Required tasks:
A - In the Keenan biography below, shorten the paragraph beginning "Keenan actively supported" while keeping its main facts.
B - From the Keenan biography below, output the words from "Keenan actively supported" up to and including "the art world.", unchanged.

A modernist painter, Peter J. Keenan also worked as a cartoonist and journalist. A native of Ireland, he served as a captain in the Royal Irish Rifles during World War I and knew James Joyce, Ezra Pound, and J.B. Yeats. In 1922 he moved to the United States, settling in Bucks County. Keenan was a part of the original group of New Hope modernists known as the Independents, painting murals and portraits with the group. A sports cartoonist for the Philadelphia Bulletin, Keenan's widely circulated freelance cartoons could be found in magazines from the Farm Journal to the Saturday Evening Post. He also sketched the Lindbergh kidnapping trial of Bruno Hauptmann for sixty-seven newspapers.

Keenan actively supported the New Hope artistic community. During the Great Depression, he fought hard for the area to receive a fair allotment of WPA funds and served as a local director of the Public Works Art Project of the WPA. As founding publisher and editor of the New Hope magazine, he was instrumental in further establishing the importance of the new art colony in the eyes of the art world.

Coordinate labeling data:
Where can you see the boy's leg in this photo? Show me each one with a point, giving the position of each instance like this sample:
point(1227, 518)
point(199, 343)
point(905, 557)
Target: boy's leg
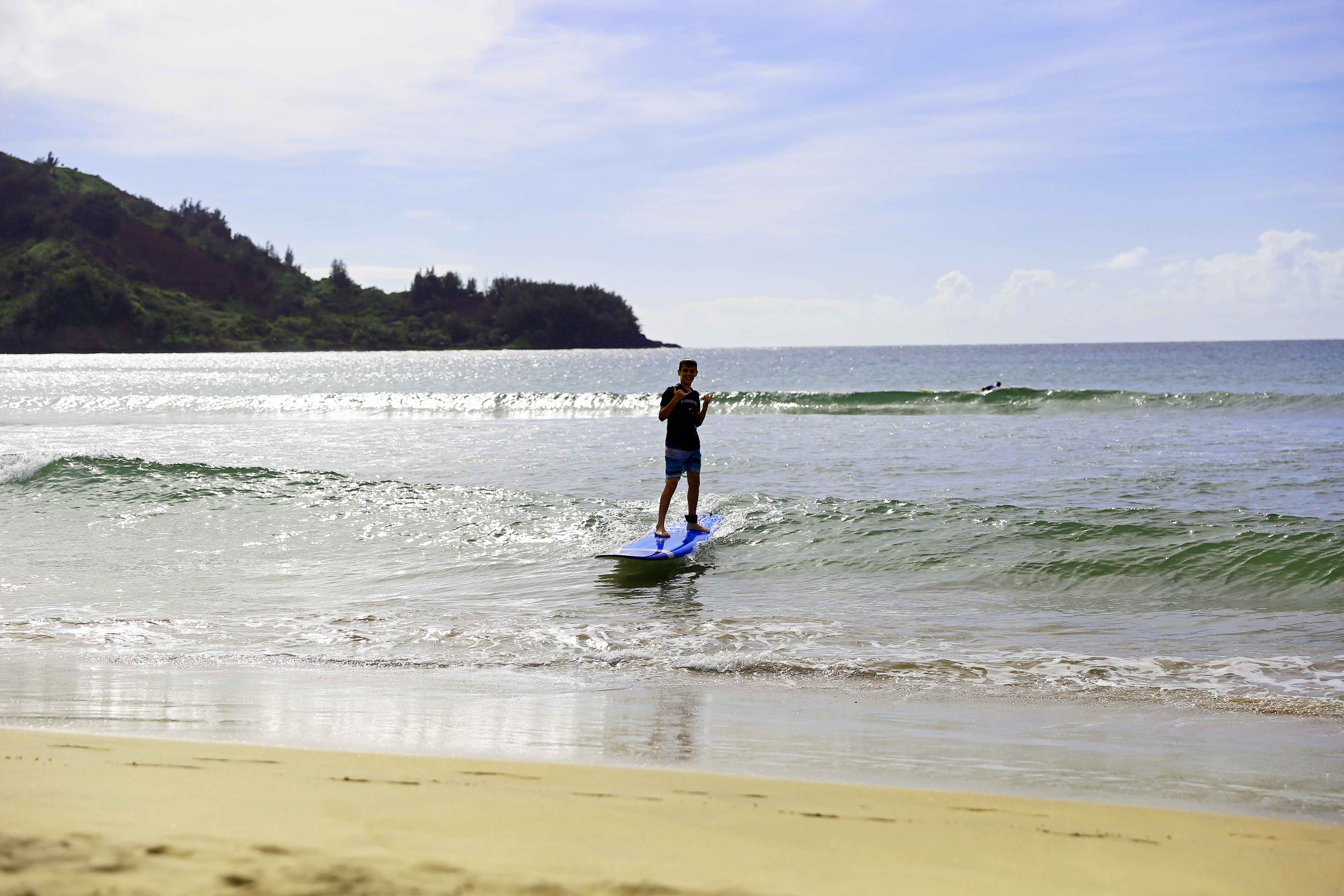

The answers:
A - Keenan backed the New Hope art community. In the Great Depression he pushed for the area to get its fair share of WPA money and was a local director of the WPA's Public Works Art Project. As founding publisher and editor of the New Hope magazine, he helped raise the new art colony's standing in the art world.

B -
Keenan actively supported the New Hope artistic community. During the Great Depression, he fought hard for the area to receive a fair allotment of WPA funds and served as a local director of the Public Works Art Project of the WPA. As founding publisher and editor of the New Hope magazine, he was instrumental in further establishing the importance of the new art colony in the eyes of the art world.